** start of MATERIAL SHOWN **

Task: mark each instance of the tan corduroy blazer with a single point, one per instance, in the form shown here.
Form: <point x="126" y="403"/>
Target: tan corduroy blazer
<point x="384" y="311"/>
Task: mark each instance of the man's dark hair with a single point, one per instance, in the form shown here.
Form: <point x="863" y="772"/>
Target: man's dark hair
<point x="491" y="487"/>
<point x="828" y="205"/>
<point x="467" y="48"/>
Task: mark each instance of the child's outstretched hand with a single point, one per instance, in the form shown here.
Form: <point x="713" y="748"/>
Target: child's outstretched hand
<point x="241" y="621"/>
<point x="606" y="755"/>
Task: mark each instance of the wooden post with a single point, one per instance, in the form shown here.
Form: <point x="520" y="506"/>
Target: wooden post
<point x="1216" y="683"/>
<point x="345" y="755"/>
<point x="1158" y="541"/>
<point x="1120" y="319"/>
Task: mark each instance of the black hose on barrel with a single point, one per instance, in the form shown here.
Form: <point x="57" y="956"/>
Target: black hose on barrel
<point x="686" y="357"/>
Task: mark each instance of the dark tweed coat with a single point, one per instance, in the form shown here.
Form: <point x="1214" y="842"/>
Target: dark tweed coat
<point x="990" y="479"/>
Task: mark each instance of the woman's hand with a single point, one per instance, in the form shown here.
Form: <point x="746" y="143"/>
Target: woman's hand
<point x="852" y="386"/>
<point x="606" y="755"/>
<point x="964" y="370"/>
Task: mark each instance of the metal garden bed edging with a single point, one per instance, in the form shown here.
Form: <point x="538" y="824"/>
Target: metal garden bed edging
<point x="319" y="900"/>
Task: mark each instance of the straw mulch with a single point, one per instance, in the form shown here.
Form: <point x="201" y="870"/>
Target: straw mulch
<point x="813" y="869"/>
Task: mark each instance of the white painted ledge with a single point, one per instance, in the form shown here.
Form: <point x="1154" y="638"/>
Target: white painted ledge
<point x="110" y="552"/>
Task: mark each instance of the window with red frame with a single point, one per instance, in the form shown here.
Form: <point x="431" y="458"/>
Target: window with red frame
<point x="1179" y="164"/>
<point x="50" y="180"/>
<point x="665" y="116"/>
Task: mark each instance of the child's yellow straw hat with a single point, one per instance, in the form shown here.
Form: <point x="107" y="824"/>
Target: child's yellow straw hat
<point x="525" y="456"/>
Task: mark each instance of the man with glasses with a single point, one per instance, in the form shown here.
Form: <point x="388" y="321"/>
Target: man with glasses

** end of MATERIAL SHOWN **

WRITTEN EXERCISE:
Reproduce every one of the lines above word for word, without altering, adding, or leaving out anything.

OUTPUT:
Task: mark each instance of the tan corduroy blazer with a single point, one per instance, in the form shown here.
Form: <point x="126" y="403"/>
Target: tan corduroy blazer
<point x="384" y="311"/>
Task: mark each instance of the man's dark hair with a single point, one per instance, in the form shown here.
Form: <point x="863" y="772"/>
Target: man's dark hair
<point x="491" y="487"/>
<point x="828" y="205"/>
<point x="467" y="48"/>
Task: mark each instance of the child's outstretched hand with a single point, one per instance, in the form shown here.
Form: <point x="713" y="748"/>
Target: child's outstretched hand
<point x="241" y="621"/>
<point x="606" y="755"/>
Task: mark each instance of the wooden post with a single point, one per instance, in the form shown here.
Form: <point x="520" y="506"/>
Target: wooden post
<point x="1216" y="683"/>
<point x="345" y="755"/>
<point x="1158" y="541"/>
<point x="1120" y="319"/>
Task: mark each instance of the black hose on barrel with a single point, one per instance, in the form shown here.
Form: <point x="57" y="956"/>
Target: black hose on barrel
<point x="686" y="357"/>
Task: mark each instance of the dark tweed coat with a single point, one per instance, in the form shown here.
Form: <point x="1214" y="842"/>
Target: dark tweed coat
<point x="990" y="479"/>
Task: mark each instance of the woman's hand with a single point, one per instance, in the form shown here.
Form: <point x="746" y="143"/>
Target: woman's hand
<point x="852" y="386"/>
<point x="606" y="755"/>
<point x="964" y="370"/>
Task: mark each instance of the metal garden bed edging with a single point, one per instance, in the form shown here.
Form: <point x="538" y="824"/>
Target: metal garden bed edging
<point x="319" y="900"/>
Task: mark each instance of the straw mulch with a single point, one per instance, in the form shown here.
Form: <point x="201" y="870"/>
Target: straw mulch
<point x="813" y="869"/>
Task: mark each instance of the white painted ledge with a single point, one per instance, in the form shown here.
Form: <point x="1154" y="638"/>
Target: white painted ledge
<point x="110" y="552"/>
Task: mark each instance of the window with red frame with a single point, one per instance, in the form shown here.
Form: <point x="431" y="458"/>
Target: window with red frame
<point x="1179" y="164"/>
<point x="50" y="180"/>
<point x="665" y="116"/>
Task: mark each instance of the child's yellow straw hat with a single point, one per instance, in the form shown here.
Form: <point x="107" y="824"/>
Target: child's yellow straw hat
<point x="525" y="456"/>
Task: mark each instance of the man with glasses with a single point, one per instance, in the form shown here.
Form: <point x="388" y="321"/>
Target: man with glasses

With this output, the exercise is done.